### Exercise aim
Reproduce the records from their start through the line containing "x=416 y=149", including both ends and the requests, and offset every coordinate in the answers by -86. Give only those lines.
start
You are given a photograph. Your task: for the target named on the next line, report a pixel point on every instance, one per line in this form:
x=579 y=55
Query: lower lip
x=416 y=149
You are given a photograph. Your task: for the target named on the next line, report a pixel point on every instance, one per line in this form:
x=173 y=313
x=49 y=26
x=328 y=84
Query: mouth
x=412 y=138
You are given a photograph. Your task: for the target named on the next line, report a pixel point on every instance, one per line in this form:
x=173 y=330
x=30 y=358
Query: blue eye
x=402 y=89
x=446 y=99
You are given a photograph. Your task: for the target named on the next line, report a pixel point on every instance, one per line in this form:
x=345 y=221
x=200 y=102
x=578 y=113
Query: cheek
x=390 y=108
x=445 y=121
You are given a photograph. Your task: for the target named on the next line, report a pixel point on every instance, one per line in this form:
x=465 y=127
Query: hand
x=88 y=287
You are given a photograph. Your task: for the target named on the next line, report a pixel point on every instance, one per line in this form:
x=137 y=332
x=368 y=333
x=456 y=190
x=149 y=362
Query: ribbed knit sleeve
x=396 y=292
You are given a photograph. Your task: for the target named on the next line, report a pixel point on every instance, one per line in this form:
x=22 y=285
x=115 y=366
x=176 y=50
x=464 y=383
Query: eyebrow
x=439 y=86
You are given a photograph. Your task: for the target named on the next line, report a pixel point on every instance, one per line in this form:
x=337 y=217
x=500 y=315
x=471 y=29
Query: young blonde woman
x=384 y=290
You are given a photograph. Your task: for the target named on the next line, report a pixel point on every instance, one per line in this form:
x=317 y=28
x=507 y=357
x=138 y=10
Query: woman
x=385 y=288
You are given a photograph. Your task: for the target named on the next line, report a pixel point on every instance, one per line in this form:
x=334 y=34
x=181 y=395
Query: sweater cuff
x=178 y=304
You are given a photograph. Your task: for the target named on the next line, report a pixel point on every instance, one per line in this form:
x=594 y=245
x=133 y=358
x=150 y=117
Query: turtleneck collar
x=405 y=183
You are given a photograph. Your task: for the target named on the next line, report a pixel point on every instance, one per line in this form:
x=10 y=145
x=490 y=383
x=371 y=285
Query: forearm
end
### Written response
You are given a photograph. Your task: for the target named on the next line, report a pixel point on every instance, one per line in this form:
x=579 y=55
Query: lower lip
x=330 y=63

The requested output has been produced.